#### Materiale fornito
..............................
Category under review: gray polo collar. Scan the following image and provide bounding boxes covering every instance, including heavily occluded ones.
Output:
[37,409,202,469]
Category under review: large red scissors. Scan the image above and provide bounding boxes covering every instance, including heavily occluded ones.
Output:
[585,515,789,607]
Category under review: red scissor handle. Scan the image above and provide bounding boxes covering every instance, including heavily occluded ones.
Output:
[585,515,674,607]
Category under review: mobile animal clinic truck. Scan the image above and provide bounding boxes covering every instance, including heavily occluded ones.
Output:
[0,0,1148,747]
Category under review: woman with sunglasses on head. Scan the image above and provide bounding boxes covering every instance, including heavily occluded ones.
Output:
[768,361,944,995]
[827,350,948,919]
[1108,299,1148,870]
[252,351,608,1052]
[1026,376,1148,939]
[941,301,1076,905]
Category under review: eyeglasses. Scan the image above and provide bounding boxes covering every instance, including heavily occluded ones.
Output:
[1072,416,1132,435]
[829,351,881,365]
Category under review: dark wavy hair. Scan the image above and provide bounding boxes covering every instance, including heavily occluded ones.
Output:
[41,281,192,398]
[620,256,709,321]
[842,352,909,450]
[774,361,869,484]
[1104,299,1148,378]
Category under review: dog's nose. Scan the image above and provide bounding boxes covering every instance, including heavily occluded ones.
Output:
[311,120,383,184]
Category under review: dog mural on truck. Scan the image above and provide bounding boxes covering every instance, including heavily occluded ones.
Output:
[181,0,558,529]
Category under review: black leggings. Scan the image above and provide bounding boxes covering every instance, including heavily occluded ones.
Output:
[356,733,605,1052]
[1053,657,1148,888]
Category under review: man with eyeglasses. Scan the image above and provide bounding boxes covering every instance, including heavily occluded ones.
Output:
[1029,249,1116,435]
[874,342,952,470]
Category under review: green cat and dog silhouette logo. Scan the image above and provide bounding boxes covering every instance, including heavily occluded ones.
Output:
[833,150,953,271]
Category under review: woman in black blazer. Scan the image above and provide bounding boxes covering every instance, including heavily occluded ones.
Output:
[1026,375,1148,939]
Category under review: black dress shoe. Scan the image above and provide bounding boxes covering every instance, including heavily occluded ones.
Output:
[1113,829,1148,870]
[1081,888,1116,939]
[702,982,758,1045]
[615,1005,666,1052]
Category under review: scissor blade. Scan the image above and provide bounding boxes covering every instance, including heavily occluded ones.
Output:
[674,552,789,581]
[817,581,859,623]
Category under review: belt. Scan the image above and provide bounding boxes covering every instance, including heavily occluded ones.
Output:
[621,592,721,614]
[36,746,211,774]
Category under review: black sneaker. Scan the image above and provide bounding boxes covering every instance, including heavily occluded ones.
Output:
..............................
#### Dettagli del compito
Riscriva tutti i record riportati sopra, sostituendo "Category under review" con "Target category" e lasciando invariato tutto il resto.

#### La soluzione
Target category: gray polo collar. Scan the following image and provide bounding boxes covering every instance, including heavily occluded ones.
Output:
[37,409,202,469]
Target category: large red scissors. Scan the image above and provide bounding boxes covering every instance, including heavily occluded ones.
Output:
[585,515,789,607]
Target category: red scissor handle. Scan the image above and provide bounding boxes covering every instance, including heavily occluded ones.
Output:
[585,515,674,607]
Target category: mobile animal clinic truck. Scan the image above and provide bounding boxes covering every instance, including heavily occluded ones.
Output:
[0,0,1148,747]
Target category: woman with sunglasses on head. Scan the image above and provide bounding boxes covering every instance, including heavily occluded ones.
Output:
[768,361,944,995]
[827,350,948,919]
[1108,299,1148,870]
[252,351,608,1052]
[1026,376,1148,939]
[941,301,1076,905]
Target category: eyeglasses. Scan the image above and provide bounding boxes covering every instance, including heavily occluded ones.
Output:
[1072,416,1132,435]
[829,351,881,365]
Target category: dark wavy hair. Scan the image above and provide bounding boxes covering every instance, including heavily occluded ones.
Output:
[41,281,192,398]
[620,256,709,321]
[842,352,909,450]
[774,361,869,484]
[1104,299,1148,378]
Target category: dog's nose. Scan the image above and provide bounding boxes covering every instance, including heavily occluded ones.
Output:
[311,120,383,184]
Target category: dog mural on truck. Scan the image above and provide bounding boxes covering every instance, including heavily occluded ones.
Output:
[181,0,558,529]
Target category: black leggings. Scan the image above and provide bounding boxes covering every instance, including heavily occluded ones.
Output:
[356,733,605,1052]
[1053,657,1148,888]
Target category: man with eyeglasses. Scan the image above and provide bounding boxes covering every instance, including heavily occluded ones.
Output:
[1029,249,1116,435]
[874,342,952,470]
Target category: green cat and dog silhouette logo. Scan the image above and provide bounding boxes covering every instance, including heavily occluded ones.
Output:
[833,150,953,271]
Target category: woman in black blazer. Scan the image above and provide bounding boxes covering every instance, including heavily occluded ones.
Output:
[1026,375,1148,939]
Target category: black dress shoe. Scan the image above and provide bounding boxes covering every instance, including heavily occluded ones.
Output:
[1113,829,1148,870]
[1081,888,1116,939]
[702,982,758,1045]
[615,1005,666,1052]
Target category: scissor blade. Scan the image above and provide bounding boxes covering every instance, including heavily occluded ones.
Output:
[674,552,789,581]
[817,581,859,623]
Target category: belt. Scan the image above and provide bounding boxes covering every instance, including heavily occluded ones.
Output:
[621,592,721,614]
[36,746,211,774]
Target category: black sneaker. Scan the image above and provide bounding boxes covering every instance, including heavily occluded ones.
Output:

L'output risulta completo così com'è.